### Stated exercise
Please rewrite the records with "separate parts" replaced by "disconnected pieces" everywhere it appears, leaving everything else as it is.

(Recorded data)
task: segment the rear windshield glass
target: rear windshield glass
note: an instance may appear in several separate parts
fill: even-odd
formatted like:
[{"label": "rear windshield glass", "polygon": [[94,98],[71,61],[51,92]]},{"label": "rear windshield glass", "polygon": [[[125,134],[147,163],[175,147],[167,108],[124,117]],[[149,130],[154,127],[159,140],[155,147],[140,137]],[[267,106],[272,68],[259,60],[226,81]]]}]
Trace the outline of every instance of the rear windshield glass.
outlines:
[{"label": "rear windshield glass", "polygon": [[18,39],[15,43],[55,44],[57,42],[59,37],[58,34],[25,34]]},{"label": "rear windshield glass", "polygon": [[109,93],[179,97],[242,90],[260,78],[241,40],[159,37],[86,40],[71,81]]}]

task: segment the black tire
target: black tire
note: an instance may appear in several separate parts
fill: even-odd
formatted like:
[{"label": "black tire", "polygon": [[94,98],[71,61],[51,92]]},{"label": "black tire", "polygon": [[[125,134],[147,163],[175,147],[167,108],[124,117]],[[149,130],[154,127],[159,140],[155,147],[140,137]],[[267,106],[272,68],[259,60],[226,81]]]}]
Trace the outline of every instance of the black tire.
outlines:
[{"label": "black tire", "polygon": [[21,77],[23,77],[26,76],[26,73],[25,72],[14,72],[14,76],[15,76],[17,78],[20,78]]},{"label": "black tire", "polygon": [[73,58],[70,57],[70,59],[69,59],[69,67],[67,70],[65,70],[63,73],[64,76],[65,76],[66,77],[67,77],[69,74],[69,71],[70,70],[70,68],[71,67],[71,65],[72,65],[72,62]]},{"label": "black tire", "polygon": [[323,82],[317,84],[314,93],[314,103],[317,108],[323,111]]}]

### Solution to this task
task: segment the rear windshield glass
target: rear windshield glass
note: an instance may appear in several disconnected pieces
fill: even-odd
formatted like:
[{"label": "rear windshield glass", "polygon": [[94,98],[71,61],[51,92]]},{"label": "rear windshield glass", "polygon": [[[125,134],[147,163],[175,147],[167,108],[124,117]],[[149,130],[154,127],[159,140],[155,147],[140,137]],[[267,106],[272,68],[259,60],[226,81]]]}]
Trace the outline of every instance of the rear windshield glass.
outlines:
[{"label": "rear windshield glass", "polygon": [[18,39],[15,43],[55,44],[57,42],[59,37],[58,34],[25,34]]},{"label": "rear windshield glass", "polygon": [[109,93],[179,97],[242,90],[260,78],[241,40],[159,37],[86,40],[71,81]]}]

task: segment the black tire
target: black tire
note: an instance may appear in several disconnected pieces
fill: even-odd
formatted like:
[{"label": "black tire", "polygon": [[94,98],[71,61],[51,92]]},{"label": "black tire", "polygon": [[[125,134],[147,163],[175,147],[167,108],[124,117]],[[149,130],[154,127],[159,140],[155,147],[140,137]],[[267,106],[272,68],[259,60],[226,81]]]}]
Trace the outline of every instance of the black tire.
outlines:
[{"label": "black tire", "polygon": [[21,77],[23,77],[26,76],[26,73],[25,72],[14,72],[14,76],[15,76],[17,78],[20,78]]},{"label": "black tire", "polygon": [[73,58],[70,57],[70,59],[69,59],[69,67],[67,70],[65,70],[63,73],[64,76],[65,76],[66,77],[67,77],[69,74],[69,71],[70,70],[70,68],[71,67],[71,65],[72,65],[72,62]]},{"label": "black tire", "polygon": [[323,82],[317,84],[314,93],[314,103],[317,108],[323,111]]}]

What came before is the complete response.